## TASK REQUIREMENTS:
Please copy out the entries from the line containing "For the benchmark, annotate every instance of the dolphin's beak" through the last entry, swapping "benchmark" for "test set" and leaving everything else unchanged.

(Dataset entries)
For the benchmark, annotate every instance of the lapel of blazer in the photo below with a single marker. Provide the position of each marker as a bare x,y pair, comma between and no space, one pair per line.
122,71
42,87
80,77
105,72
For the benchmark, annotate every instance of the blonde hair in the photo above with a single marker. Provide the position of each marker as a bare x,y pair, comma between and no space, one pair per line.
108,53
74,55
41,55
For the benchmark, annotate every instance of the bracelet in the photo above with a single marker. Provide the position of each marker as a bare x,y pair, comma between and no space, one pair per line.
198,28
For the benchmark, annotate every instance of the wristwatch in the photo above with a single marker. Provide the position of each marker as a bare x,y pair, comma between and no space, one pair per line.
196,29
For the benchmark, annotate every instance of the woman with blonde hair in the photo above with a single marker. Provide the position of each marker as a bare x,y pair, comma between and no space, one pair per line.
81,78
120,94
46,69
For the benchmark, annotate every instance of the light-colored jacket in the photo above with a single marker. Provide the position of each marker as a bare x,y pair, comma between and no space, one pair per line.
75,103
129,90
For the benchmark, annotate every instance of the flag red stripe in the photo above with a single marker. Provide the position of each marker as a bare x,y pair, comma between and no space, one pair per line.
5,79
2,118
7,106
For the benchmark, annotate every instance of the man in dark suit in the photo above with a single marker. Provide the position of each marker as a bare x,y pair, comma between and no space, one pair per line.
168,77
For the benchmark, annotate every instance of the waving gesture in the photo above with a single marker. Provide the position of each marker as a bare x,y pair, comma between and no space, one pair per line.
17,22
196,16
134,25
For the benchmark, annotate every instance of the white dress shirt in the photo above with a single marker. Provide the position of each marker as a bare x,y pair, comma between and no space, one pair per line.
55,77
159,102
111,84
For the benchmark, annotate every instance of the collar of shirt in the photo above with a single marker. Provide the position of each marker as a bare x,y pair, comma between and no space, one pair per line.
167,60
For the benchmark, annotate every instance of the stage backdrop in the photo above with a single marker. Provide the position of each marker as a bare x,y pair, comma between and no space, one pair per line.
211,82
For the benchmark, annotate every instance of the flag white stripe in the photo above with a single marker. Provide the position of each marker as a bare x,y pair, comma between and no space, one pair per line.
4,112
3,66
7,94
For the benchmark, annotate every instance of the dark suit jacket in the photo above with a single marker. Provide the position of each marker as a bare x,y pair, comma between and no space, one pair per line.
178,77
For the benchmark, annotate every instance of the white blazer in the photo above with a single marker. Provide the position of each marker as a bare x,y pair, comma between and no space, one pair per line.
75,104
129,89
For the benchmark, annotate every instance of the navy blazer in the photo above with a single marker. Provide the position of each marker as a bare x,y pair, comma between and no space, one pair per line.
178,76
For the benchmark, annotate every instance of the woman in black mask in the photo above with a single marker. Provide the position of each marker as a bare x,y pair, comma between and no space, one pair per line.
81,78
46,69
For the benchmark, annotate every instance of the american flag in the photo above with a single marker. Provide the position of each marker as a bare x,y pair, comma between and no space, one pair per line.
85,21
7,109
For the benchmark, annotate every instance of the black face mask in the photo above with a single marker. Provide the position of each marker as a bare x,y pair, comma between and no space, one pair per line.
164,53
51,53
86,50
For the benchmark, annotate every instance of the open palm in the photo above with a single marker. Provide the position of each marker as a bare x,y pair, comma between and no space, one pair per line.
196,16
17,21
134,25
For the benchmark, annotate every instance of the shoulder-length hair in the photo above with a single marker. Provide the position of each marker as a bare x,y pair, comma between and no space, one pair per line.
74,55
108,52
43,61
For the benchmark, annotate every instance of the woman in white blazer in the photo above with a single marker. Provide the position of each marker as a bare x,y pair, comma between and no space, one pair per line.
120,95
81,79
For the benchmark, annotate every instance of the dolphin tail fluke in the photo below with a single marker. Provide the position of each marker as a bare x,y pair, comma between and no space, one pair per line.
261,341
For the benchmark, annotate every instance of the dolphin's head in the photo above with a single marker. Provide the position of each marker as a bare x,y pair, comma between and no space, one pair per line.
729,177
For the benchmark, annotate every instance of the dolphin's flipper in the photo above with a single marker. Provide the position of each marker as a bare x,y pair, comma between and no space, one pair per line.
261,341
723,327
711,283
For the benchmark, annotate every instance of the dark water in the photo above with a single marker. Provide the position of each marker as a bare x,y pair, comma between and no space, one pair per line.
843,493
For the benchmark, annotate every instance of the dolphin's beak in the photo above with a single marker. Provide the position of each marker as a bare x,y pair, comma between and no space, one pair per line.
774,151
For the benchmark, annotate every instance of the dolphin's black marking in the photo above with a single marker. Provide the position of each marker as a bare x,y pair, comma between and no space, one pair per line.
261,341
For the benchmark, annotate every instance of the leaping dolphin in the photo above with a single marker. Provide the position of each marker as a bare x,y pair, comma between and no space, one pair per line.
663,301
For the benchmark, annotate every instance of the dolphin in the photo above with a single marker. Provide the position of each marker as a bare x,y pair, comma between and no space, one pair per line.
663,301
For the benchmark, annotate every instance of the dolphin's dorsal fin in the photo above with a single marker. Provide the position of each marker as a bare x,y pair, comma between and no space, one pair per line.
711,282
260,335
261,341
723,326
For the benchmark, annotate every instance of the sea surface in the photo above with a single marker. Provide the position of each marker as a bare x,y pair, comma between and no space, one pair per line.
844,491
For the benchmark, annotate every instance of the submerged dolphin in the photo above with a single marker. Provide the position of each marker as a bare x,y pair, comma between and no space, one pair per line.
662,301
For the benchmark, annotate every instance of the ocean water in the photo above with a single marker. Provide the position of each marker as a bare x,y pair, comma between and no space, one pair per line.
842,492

## THE COMPLETED TASK:
For the test set, annotate every instance of the dolphin's beak in the photo above with a single marker. Provide the position of each marker as a bare x,y pair, comma between and no space, one pair per line.
774,151
For the test set, annotate every instance of the dolphin's black marking in the photo above with a single marker. Provide the position of each marker as a bare x,y pair, comma between and no space, one pair per line.
261,341
For the test set, annotate every instance of the leaping dolphin in the photo above with a single marker. Provide the position of each marker as a bare x,y pair, comma between and no space, one pair per line.
663,301
For the test set, annotate every instance of the dolphin in the photo above with a single marker. Provide the position of each marker as a bare x,y pair, comma between and no space, one pair per line.
663,301
For the test set, annotate every instance of the dolphin's dorsal fin in the photo above with a single marker. Provide the position of each marker as a bare x,y pair, comma between and no space, one pair per line.
711,282
260,335
261,341
723,326
For the test set, annotate every instance of the sea surface in the photo above with a single marker. Provide the position of each marker as a bare x,y pair, comma between and no space, one pair per line.
844,491
For the test set, annotate every instance of the submerged dolphin in the photo above with a single marker. Provide the position of each marker as a bare x,y pair, comma between and no space, one pair per line.
662,301
For the test set, annotate every instance of the ocean water in the photo above with a single marker. Provide the position of each marker as a bare x,y pair, comma between and no space, one pair per line.
842,492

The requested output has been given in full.